▸ Problems and tasks:
1 - Using the Melissa Shank article, answer these:
(a) What two associate's degrees did Shank earn at Valencia College?
(b) What full-time job does Shank hold at Valencia now?
(c) How many business courses did Shank take at Rollins in the fall, and how did she do in them?
2 - Can you carry on the Melissa Shank article from the point where it stops?

▸ Text segment:
•••

Melissa Shank

This is the second in the “Pathway Series” of stories on Melissa Shank, an adult learner in Orlando who is pursuing her bachelor’s degree 20 years after dropping out of high school. Read Part 1 here, which addressed Shank’s legal troubles during her 20’s and her enrollment at Rollins College. In Part 2, we check in after her first semester at Rollins.

These days, Melissa Shank starts her day at one college campus and often concludes it at a different one across town.

Shank, 37, began taking evening classes at Rollins College in Winter Park in the fall as she pursues a business degree. Before that, Shank graduated with honors from Valencia College in Orlando with associate’s degrees in business administration and general studies.

But it turns out she wasn’t quite ready to leave Valencia behind. In addition to her evening course load at Rollins, Shank currently works full-time at Valencia as an administrative assistant to the dean of learning support services.

“Valencia is going to be stuck with me,” Shank said with a laugh shortly after the end of the fall semester. Her previous experience as a wellness ambassador at Valencia went a long way toward preparing her for her current job. “Working with students who are coming in fresh, I’m able to give them my perspective as a student and help them as a staff member.”

Shank had a similarly fruitful fall semester at Rollins, where she aced her two business courses.

“It went really great actually,” Shank said of her first semester at Rollins. “There’s a lot of camaraderie and people are on the same page for the most part. Intelligent conversation just flows.”

Shank laments the fact that she couldn’t be more involved with non-classroom activities at Rollins due to her full-time job. However, her first semester at the college has provided some clarity in terms of the sort of business degree she wants to pursue — and the type of businesswoman she aspires to be.

•••

▸ Material shown:

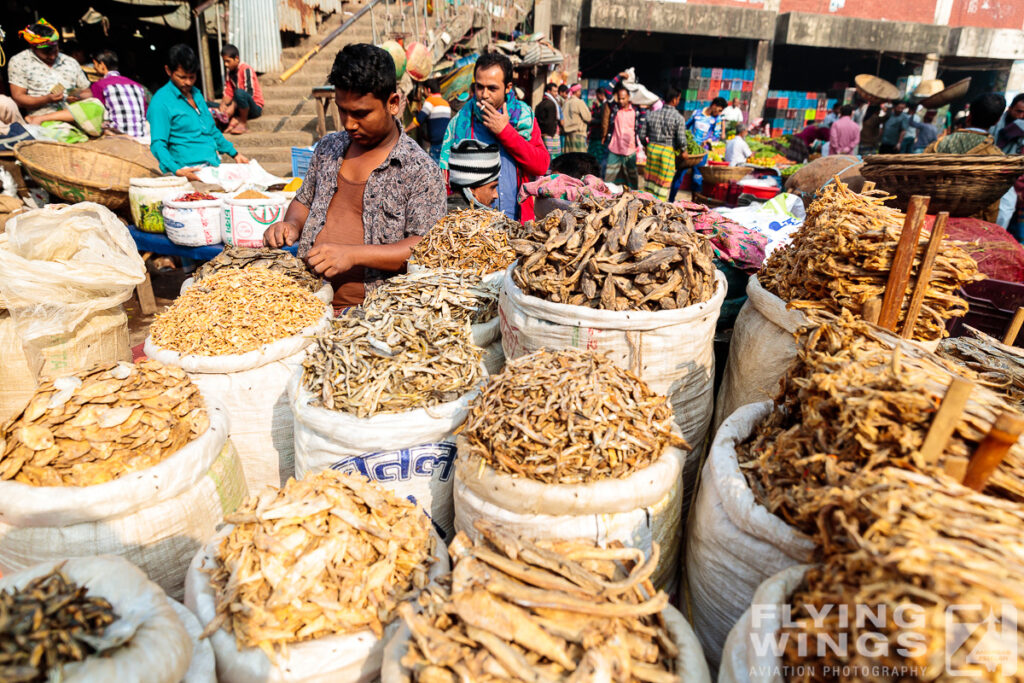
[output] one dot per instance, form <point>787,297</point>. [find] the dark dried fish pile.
<point>47,624</point>
<point>368,363</point>
<point>851,403</point>
<point>841,258</point>
<point>616,254</point>
<point>542,612</point>
<point>101,424</point>
<point>475,240</point>
<point>278,260</point>
<point>568,417</point>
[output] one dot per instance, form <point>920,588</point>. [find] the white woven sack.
<point>159,650</point>
<point>156,518</point>
<point>741,660</point>
<point>411,454</point>
<point>643,508</point>
<point>350,658</point>
<point>690,665</point>
<point>733,543</point>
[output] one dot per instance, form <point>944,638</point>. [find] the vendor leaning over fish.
<point>356,221</point>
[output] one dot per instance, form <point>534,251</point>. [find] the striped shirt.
<point>125,102</point>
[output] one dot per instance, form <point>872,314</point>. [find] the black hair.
<point>986,110</point>
<point>183,56</point>
<point>576,164</point>
<point>488,59</point>
<point>364,69</point>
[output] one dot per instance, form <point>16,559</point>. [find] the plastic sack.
<point>159,649</point>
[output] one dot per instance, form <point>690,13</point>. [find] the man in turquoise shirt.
<point>182,133</point>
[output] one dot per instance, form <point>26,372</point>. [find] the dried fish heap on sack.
<point>122,459</point>
<point>382,393</point>
<point>89,619</point>
<point>543,611</point>
<point>307,580</point>
<point>628,278</point>
<point>564,442</point>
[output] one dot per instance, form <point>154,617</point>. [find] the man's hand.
<point>282,235</point>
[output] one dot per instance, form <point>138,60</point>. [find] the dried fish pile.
<point>391,363</point>
<point>568,417</point>
<point>851,403</point>
<point>475,240</point>
<point>541,611</point>
<point>841,257</point>
<point>47,624</point>
<point>276,260</point>
<point>236,311</point>
<point>616,254</point>
<point>101,424</point>
<point>458,295</point>
<point>327,555</point>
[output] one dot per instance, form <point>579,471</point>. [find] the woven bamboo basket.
<point>962,184</point>
<point>80,174</point>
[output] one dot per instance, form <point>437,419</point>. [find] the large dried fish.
<point>841,257</point>
<point>568,417</point>
<point>236,311</point>
<point>101,424</point>
<point>327,555</point>
<point>622,253</point>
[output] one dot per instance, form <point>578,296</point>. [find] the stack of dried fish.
<point>101,424</point>
<point>541,611</point>
<point>842,255</point>
<point>568,417</point>
<point>236,311</point>
<point>278,260</point>
<point>616,254</point>
<point>475,240</point>
<point>454,294</point>
<point>851,402</point>
<point>47,624</point>
<point>328,555</point>
<point>390,363</point>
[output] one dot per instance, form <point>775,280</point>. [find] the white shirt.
<point>737,152</point>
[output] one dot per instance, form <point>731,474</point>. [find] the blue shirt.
<point>180,135</point>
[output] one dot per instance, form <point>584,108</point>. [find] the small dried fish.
<point>568,417</point>
<point>327,555</point>
<point>236,311</point>
<point>101,424</point>
<point>47,624</point>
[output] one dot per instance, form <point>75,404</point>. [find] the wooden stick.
<point>899,273</point>
<point>992,450</point>
<point>945,420</point>
<point>925,274</point>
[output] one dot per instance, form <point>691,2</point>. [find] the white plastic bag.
<point>733,543</point>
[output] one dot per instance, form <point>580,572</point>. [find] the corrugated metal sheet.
<point>255,29</point>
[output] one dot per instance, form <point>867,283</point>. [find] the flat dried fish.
<point>568,417</point>
<point>236,311</point>
<point>101,424</point>
<point>327,555</point>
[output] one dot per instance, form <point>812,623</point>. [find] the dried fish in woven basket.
<point>390,363</point>
<point>329,554</point>
<point>275,260</point>
<point>569,416</point>
<point>459,295</point>
<point>842,255</point>
<point>622,253</point>
<point>541,611</point>
<point>852,402</point>
<point>48,623</point>
<point>475,240</point>
<point>912,546</point>
<point>236,311</point>
<point>100,424</point>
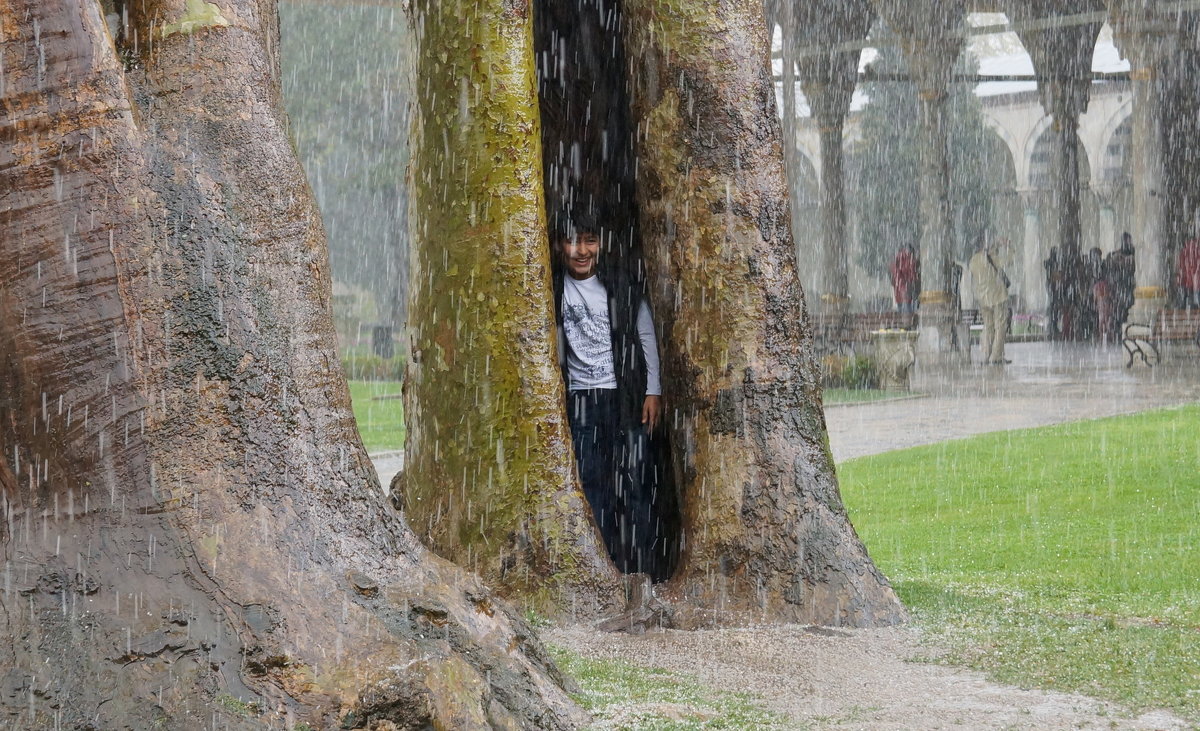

•••

▸ Answers:
1 -
(a) Business administration and general studies.
(b) Administrative assistant to the dean of learning support services.
(c) Two, and she aced both.

2 -
She is extremely intrigued by Rollins’ Social Entrepreneurship and Business program and is considering it making it her major.

“I wasn’t familiar with social entrepreneurship before this semester, but that’s kind of where the world is going,” said Shank, who has previously earned a real estate license and managed several Gold Max cash-for-gold stores in the Orlando area. “It’s looking at business in a different way, which is how I look at business: do something you love that also helps other people love what you do.”

Shank also gained a significant measure of independence this past fall. After living with her mom rent-free the last few years for “as long as she got good grades,” Shank recently moved out of her mother’s house and into a new home with 16-year-old daughter Amber, and a roommate.

“We’ve helped give each other strength, and I’m able to spend more time with my daughter,” Shank said. “I’m able to do things like go rollerblading with her.”

After taking a full-time course load throughout her tenure at Valencia, Shank is still adjusting to the pluses and minuses of attending school in the evening.

“The evening program here (at Rollins) definitely has more people who are working full-time like me,” she said. “But there are also a bunch of millennials that are flipping the switch by working full-time and going to school part-time. It’s a really great mix.”

In fact, the biggest school-related hardship Shank endured during the fall semester probably involved her rush-hour commute between work at Valencia and school at Rollins.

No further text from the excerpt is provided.